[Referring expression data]
»»
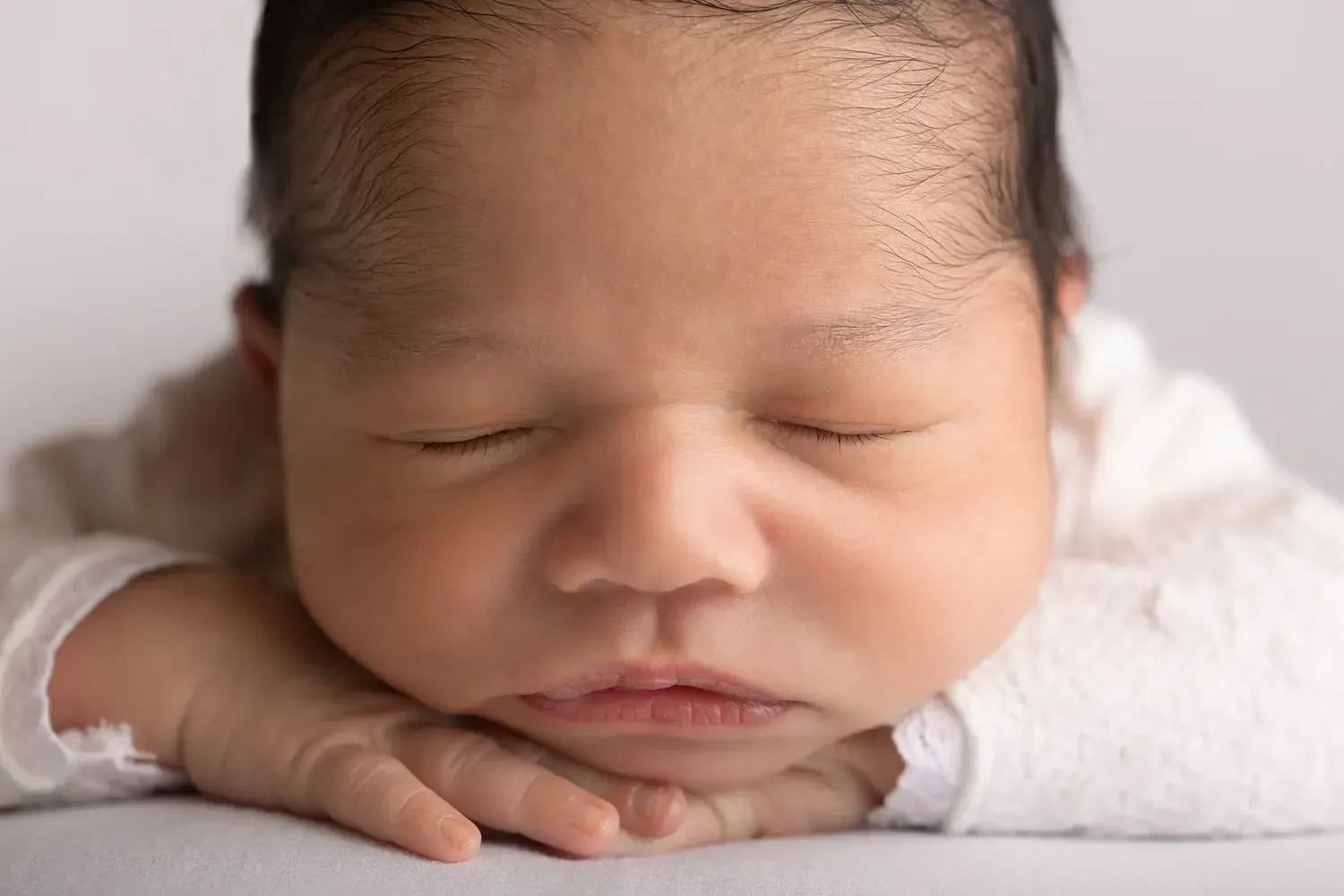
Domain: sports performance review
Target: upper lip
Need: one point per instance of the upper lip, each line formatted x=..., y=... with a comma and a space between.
x=656, y=678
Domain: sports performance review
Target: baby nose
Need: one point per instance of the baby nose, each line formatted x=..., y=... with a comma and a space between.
x=660, y=521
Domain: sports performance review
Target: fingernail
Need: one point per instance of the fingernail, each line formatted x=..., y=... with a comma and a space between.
x=459, y=833
x=652, y=802
x=593, y=818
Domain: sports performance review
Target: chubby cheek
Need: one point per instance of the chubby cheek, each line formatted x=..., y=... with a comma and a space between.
x=927, y=583
x=422, y=590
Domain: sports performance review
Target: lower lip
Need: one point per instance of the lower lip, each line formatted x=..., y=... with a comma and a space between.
x=669, y=707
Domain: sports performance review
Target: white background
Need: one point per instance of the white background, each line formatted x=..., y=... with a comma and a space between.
x=1206, y=134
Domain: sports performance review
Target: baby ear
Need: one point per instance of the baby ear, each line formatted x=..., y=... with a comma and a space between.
x=1072, y=287
x=257, y=335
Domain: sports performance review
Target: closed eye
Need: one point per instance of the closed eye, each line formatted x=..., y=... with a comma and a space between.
x=833, y=437
x=476, y=445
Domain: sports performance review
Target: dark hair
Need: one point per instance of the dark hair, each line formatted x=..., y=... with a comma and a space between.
x=1034, y=191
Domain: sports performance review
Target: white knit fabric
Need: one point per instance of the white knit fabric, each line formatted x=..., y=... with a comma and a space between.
x=1177, y=675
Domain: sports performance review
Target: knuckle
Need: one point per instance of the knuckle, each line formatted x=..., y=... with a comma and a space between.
x=470, y=754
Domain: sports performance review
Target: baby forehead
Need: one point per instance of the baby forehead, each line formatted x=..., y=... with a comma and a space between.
x=644, y=158
x=403, y=112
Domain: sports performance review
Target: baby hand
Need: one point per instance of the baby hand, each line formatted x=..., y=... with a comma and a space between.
x=833, y=790
x=228, y=680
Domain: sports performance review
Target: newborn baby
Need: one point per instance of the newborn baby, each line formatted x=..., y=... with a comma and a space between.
x=650, y=405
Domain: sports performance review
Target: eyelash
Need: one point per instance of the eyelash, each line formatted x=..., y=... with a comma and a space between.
x=478, y=445
x=831, y=437
x=483, y=444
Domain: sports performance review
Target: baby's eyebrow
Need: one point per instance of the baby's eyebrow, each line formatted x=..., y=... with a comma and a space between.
x=894, y=328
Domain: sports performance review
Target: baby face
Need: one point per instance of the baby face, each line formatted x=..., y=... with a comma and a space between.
x=656, y=381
««
Quote only the lines from the line containing "Need: one point per instance of the baby hand, each" through the end of the entries, keeping the first and the last.

Need: one point per instance of the baby hand, each line formatted x=..., y=... with a comma and a space between.
x=833, y=790
x=228, y=680
Domain: sports performance review
Target: newborn baby
Need: one point per instance of the newborn baby, each line formatted x=..., y=... with a comma and a space between.
x=650, y=405
Domain: sports performance review
Target: eyelash
Need: one point per instance of the eyelash, each line formatted x=..., y=... with a comma and a space between.
x=478, y=445
x=831, y=437
x=483, y=444
Domain: sports performance review
Target: baby's eyebrow
Need: one point per instance of the baby's eyebrow, each line formatted x=..., y=... with a comma and a space between.
x=894, y=328
Domain: sports performance review
Target: baby face
Need: one point per instance of the baby face, each line formatted x=..., y=... with a comma and a space between.
x=656, y=381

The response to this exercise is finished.